Rewrite only the stretch of the listing from the line containing "Looking at the wildlife camera snapshot above, mark every white" through the line containing "ceiling light fixture with a bounding box.", keeping every line, and shift each bounding-box coordinate in the answers by -3.
=== Extracted entries ===
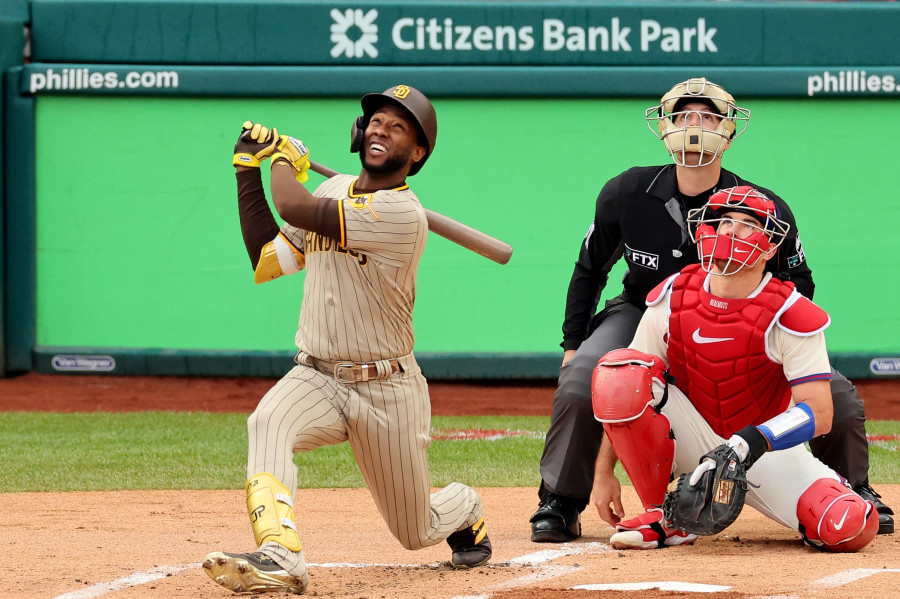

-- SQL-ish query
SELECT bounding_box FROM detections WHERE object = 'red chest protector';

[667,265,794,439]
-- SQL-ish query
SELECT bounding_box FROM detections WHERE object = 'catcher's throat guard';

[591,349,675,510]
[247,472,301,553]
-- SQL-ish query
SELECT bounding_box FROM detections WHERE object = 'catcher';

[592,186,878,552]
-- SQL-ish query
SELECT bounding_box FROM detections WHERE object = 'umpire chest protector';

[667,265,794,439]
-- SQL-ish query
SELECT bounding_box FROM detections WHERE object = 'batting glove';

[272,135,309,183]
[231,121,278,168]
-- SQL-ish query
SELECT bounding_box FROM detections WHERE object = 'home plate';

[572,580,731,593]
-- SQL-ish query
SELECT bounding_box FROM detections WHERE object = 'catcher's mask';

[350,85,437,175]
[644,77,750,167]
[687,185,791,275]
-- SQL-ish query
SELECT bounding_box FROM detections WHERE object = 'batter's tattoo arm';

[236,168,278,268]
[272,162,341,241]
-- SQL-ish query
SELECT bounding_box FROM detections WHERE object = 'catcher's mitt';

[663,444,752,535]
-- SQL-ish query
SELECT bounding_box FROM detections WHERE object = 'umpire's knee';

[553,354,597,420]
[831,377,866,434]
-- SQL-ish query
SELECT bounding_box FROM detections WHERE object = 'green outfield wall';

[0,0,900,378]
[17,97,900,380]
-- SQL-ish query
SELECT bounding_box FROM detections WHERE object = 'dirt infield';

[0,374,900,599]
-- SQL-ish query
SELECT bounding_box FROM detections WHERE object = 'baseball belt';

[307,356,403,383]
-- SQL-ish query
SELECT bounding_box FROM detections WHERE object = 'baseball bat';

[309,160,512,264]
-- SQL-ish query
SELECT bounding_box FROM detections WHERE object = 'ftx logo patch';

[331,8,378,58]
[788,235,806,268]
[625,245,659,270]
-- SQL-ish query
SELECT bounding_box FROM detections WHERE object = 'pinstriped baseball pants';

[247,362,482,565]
===
=== Extracted entries ===
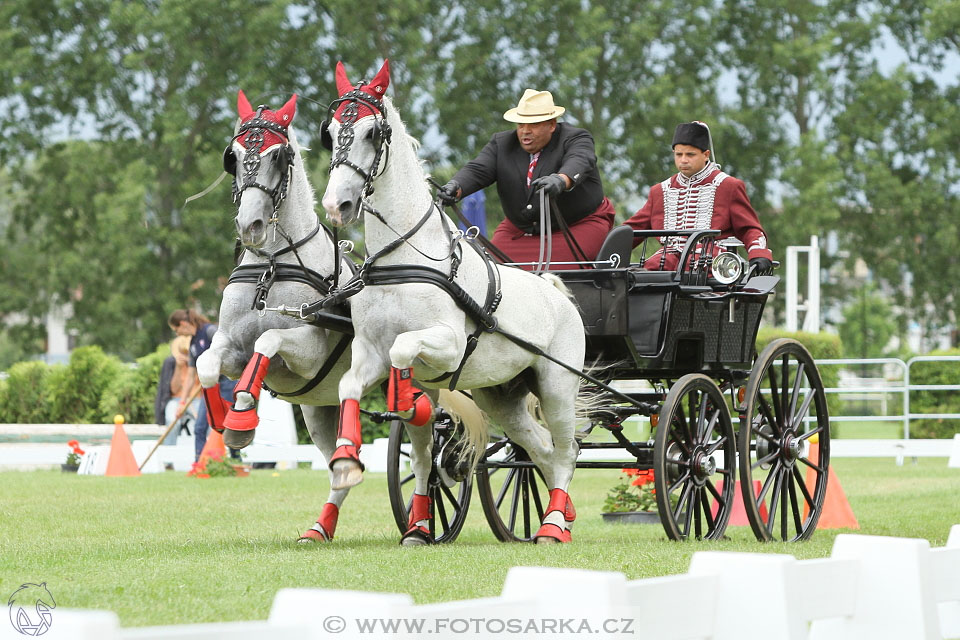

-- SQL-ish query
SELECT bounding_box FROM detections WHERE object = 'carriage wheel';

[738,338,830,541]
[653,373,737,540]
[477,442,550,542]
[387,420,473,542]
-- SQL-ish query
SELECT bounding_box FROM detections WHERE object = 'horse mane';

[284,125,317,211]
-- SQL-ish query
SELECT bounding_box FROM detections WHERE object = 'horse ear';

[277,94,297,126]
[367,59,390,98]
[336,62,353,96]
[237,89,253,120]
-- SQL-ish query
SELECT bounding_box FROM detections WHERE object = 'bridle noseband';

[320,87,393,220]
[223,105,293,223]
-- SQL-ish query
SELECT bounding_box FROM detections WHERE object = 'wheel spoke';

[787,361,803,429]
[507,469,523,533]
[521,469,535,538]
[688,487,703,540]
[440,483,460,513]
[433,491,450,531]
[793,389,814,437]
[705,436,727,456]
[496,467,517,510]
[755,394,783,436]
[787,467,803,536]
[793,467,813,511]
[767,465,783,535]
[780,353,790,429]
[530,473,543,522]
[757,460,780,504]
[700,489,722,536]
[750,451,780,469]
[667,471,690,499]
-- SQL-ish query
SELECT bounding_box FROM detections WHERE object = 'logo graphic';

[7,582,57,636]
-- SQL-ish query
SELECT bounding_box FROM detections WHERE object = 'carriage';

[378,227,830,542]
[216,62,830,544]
===
=== Extracted entries ===
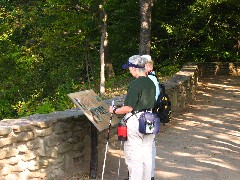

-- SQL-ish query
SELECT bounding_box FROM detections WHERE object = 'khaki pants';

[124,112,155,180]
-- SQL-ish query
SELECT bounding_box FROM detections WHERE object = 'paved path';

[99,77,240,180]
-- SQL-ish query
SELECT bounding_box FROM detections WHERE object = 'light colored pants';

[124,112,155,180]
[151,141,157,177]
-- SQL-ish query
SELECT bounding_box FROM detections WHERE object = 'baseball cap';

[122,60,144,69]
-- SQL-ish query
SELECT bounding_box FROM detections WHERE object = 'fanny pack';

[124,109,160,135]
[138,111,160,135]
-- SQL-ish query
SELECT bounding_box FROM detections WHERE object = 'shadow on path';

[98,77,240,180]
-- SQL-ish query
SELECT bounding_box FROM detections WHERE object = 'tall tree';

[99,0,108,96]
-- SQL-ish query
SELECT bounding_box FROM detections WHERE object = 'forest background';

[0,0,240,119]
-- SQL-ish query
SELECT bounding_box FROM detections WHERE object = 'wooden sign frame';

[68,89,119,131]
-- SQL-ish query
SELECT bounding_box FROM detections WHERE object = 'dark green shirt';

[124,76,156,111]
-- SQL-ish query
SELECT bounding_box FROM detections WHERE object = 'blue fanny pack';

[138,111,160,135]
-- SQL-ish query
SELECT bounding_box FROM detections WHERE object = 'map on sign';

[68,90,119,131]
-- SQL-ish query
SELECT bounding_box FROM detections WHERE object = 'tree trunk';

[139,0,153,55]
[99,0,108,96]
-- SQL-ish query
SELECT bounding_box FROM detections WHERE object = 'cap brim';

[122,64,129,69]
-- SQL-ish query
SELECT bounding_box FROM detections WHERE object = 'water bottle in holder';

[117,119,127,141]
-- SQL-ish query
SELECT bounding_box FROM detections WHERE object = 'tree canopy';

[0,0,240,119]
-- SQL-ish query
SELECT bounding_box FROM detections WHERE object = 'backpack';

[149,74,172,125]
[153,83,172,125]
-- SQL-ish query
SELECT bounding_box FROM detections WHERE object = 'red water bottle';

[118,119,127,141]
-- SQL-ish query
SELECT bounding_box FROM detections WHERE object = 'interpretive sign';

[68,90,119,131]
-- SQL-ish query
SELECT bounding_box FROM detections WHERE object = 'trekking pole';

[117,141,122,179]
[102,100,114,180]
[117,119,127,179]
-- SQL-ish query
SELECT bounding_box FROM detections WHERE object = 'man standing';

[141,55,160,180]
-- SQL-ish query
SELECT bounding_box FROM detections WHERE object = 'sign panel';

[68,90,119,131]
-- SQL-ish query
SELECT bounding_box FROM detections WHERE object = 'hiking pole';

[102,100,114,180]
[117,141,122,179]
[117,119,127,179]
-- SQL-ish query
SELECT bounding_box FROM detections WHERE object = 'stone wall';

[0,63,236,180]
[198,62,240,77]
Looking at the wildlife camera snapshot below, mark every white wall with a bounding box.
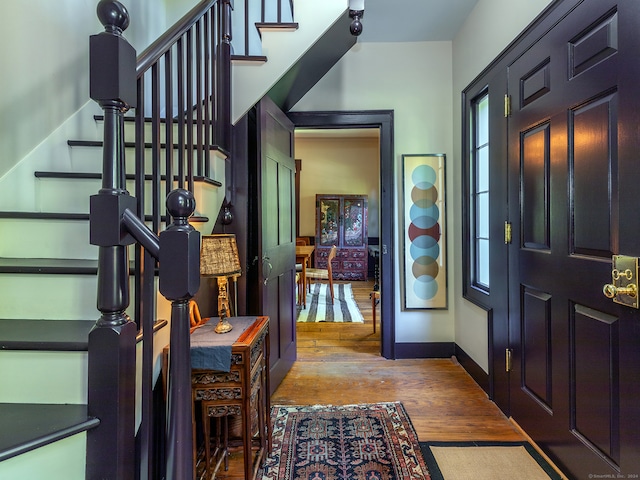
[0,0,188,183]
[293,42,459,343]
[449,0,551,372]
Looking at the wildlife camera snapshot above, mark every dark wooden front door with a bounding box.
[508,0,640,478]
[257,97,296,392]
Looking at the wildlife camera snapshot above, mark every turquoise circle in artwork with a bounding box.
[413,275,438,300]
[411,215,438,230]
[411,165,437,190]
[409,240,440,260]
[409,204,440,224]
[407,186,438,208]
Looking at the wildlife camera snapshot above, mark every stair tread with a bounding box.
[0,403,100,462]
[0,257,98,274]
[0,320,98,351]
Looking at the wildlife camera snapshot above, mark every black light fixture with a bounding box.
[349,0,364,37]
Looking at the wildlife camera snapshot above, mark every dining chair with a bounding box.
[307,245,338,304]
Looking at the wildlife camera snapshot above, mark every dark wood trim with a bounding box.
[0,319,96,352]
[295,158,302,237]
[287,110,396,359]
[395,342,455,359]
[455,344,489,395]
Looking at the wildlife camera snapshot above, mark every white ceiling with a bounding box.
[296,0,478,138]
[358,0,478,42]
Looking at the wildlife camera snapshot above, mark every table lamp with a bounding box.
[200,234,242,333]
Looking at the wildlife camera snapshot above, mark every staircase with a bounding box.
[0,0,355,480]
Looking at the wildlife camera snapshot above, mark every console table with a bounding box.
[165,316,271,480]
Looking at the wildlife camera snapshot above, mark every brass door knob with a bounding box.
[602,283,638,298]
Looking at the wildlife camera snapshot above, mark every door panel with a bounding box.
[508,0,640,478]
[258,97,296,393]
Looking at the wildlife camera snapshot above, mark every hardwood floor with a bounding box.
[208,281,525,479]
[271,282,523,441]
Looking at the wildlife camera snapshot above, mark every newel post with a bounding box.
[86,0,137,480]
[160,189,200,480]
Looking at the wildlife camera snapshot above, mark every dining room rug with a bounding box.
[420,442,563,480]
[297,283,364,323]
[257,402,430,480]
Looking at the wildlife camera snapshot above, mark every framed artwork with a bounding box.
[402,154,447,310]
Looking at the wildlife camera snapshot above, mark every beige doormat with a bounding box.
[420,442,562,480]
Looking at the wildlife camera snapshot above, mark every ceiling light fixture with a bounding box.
===
- Output of the exercise
Looking at the wildlife camera snapshot above, mark every white ceiling with a bounding box.
[293,-3,475,135]
[355,-3,475,39]
Looking at the wildlife camera snapshot above, mark every table lamp with a bounding box.
[197,231,239,330]
Looking at the wildlife camera snapshot above, mark every staircase with a bounding box.
[-3,-3,352,477]
Looking at the wildlife camera snapshot above, mark every console table with a bounding box.
[162,313,268,477]
Looking at the wildlife camera snapshot above, mark every brass door knob with a bounding box.
[599,280,635,295]
Looking at the wildlife camera snapshot above, mark every door panel with a bounding box.
[505,-3,637,475]
[255,94,293,390]
Looking at the wildlife camera snapshot above, mark every hardwood floor with a bounding box.
[205,278,522,476]
[268,279,520,438]
Looking at the wildlife camera snapshot above, mark every newel post with a bounding box.
[83,-3,134,477]
[157,186,197,477]
Looking at the wildlife camera snapshot above, mark every dining room rug with a bounding box.
[417,439,560,477]
[294,280,361,320]
[254,399,427,477]
Looking at the wildlife camera snapshot above, mark every framed artwork with a bounding box.
[399,151,444,307]
Looking at the wildlife camera snapshot above, mark every beige doormat with a bounding box.
[417,439,559,477]
Looking at the wildlife camera snapshot above, mark every ceiling light fixture with a bounding box.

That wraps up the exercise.